# FTP Client mit SSL/TLS und Multithreading



## SandmannX (4. Februar 2005)

Hallo,

Kennt jemand von euch einen FTP-Client, der sowohl SSL/TLS als auch Multithreading unterstützt. Clients mit einem von beidem Features gibt es ja wie Sand am Meer, aber einen der beides bietet habe ich bisher nicht gefunden. SmartFTP könnte eventuell ein solcher Kandidat sein, aber damit kam ich überhaupt nicht klar, als ich den mal getestet habe.

Gruß

Patrick


----------



## kurtparis (5. Februar 2005)

Versuch's mal mit Cyberduck
http://cyberduck.ch/


----------



## SandmannX (5. Februar 2005)

Hmm, danke, aber wenn ich nicht auf mindestens einem Auge blind bin gibts das leider nur für den Mac


----------



## generador (5. Februar 2005)

FlashFXP

http://www.flashfxp.com


----------



## kurtparis (5. Februar 2005)

SandmannX hat gesagt.:
			
		

> Hmm, danke, aber wenn ich nicht auf mindestens einem Auge blind bin gibts das leider nur für den Mac


Sorry hab nicht an die PCisten gedacht


----------
^^^^^^^^
▶ _AUFGABENSTELLUNG_
Gib den Textauszug ab "## SandmannX (5." bis einschließlich "generador (5. Februar 2005)" wieder und ersetze dabei "Mac" durch "Linux". Die Einträge stammen aus einer anderen Quelle.
^^^^^^^^
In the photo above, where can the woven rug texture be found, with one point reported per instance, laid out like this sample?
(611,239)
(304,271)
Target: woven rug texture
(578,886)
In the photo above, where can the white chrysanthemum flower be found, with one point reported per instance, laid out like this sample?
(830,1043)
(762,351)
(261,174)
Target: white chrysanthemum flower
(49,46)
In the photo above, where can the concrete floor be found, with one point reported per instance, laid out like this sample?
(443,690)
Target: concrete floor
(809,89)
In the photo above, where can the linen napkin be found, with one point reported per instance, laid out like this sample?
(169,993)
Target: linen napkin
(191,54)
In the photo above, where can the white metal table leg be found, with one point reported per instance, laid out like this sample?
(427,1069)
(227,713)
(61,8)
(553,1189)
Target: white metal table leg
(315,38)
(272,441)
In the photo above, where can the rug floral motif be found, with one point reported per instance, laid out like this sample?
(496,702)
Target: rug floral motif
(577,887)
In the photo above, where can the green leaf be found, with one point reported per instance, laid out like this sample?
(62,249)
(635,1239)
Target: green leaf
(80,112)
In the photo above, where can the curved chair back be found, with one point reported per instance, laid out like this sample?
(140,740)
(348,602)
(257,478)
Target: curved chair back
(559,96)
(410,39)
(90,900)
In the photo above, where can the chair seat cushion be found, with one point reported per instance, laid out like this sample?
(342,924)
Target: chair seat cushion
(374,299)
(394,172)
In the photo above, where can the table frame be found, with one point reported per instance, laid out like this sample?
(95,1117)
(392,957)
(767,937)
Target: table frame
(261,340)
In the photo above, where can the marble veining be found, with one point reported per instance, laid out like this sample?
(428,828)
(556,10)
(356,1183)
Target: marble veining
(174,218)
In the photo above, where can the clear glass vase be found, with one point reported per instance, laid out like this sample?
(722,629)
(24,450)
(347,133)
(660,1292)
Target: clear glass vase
^^^^^^^^
▶ _LÖSUNG_
## SandmannX (5. Februar 2005)

Hmm, danke, aber wenn ich nicht auf mindestens einem Auge blind bin gibts das leider nur für den Linux


----------



## generador (5. Februar 2005)